### TASK DIRECTIONS
Turn every line of the listing below into a numbered list, skipping any blank lines.

** Start of DATA TO USE **

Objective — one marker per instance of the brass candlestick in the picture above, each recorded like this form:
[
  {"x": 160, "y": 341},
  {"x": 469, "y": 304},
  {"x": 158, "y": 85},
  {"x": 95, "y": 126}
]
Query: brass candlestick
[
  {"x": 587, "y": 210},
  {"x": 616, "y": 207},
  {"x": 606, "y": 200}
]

** End of DATA TO USE **

### SOLUTION FOR THIS EXERCISE
1. Objective — one marker per instance of the brass candlestick in the picture above, each recorded like this form:
2. [
3.   {"x": 160, "y": 341},
4.   {"x": 469, "y": 304},
5.   {"x": 158, "y": 85},
6.   {"x": 95, "y": 126}
7. ]
8. Query: brass candlestick
9. [
10.   {"x": 587, "y": 210},
11.   {"x": 616, "y": 207},
12.   {"x": 606, "y": 200}
13. ]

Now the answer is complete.